== What to produce ==
Which of the lines below contain the string "board"? Filter them out and copy each one in full, treating uppercase and lowercase letters as different.

== Data provided ==
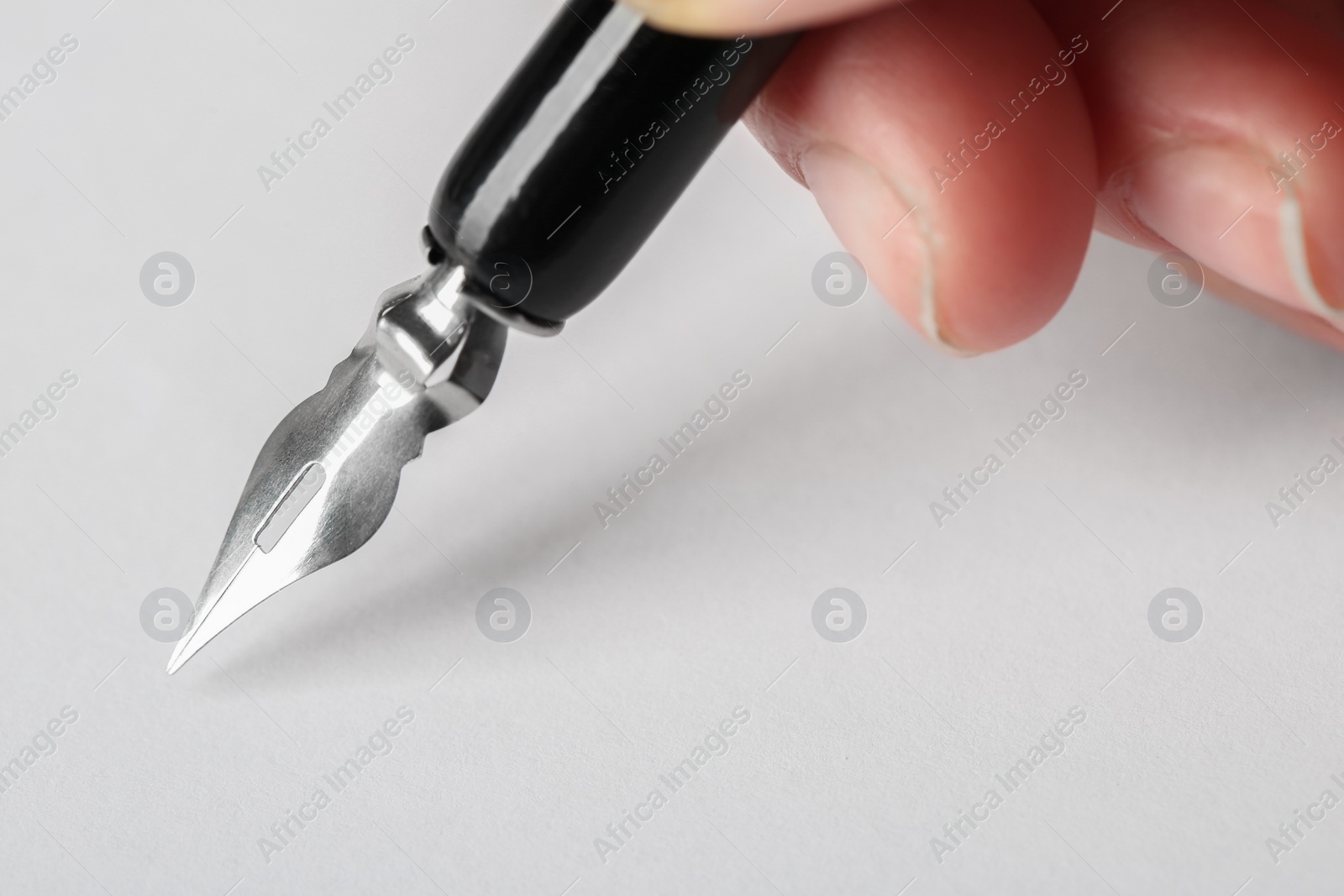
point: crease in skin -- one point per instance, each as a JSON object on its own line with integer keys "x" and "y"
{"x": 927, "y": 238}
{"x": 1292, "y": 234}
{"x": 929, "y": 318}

--

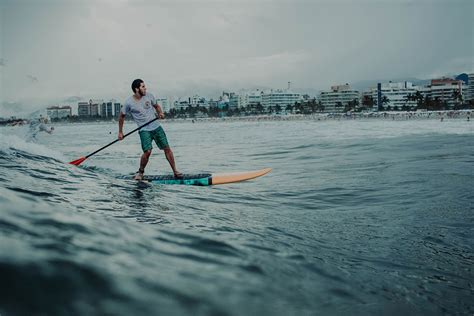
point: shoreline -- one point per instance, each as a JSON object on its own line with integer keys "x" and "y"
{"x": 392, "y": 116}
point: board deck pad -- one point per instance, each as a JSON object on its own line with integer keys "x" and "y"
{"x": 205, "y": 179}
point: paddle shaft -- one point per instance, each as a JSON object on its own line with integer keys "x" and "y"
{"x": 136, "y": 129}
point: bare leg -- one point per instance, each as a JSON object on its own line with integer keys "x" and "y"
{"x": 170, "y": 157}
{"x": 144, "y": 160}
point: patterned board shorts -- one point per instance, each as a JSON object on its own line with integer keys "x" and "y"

== Completed exercise ==
point: board deck pad -- one point per instance, each as a JSON object on its own line with integer keys "x" and "y"
point: patterned board shorts -- one point per instance, each as a JSON object on its own line with integer keys "x" and "y"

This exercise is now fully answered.